→ **What is required**
What you should output is the data below, unchanged in every character.

(Data supplied begins)

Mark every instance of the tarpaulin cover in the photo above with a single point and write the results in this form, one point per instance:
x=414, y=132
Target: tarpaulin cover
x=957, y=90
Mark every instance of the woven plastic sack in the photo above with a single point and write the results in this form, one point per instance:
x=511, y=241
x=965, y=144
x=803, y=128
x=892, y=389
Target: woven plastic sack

(Data supplied ends)

→ **Exercise answer**
Mark every instance of the tarpaulin cover in the photo above with a single point and write the results in this form, one point per instance:
x=414, y=132
Target: tarpaulin cover
x=957, y=90
Mark every instance of the woven plastic sack in the photo above with a single point and write the results in this form, one point per instance:
x=511, y=241
x=965, y=144
x=803, y=128
x=892, y=389
Target: woven plastic sack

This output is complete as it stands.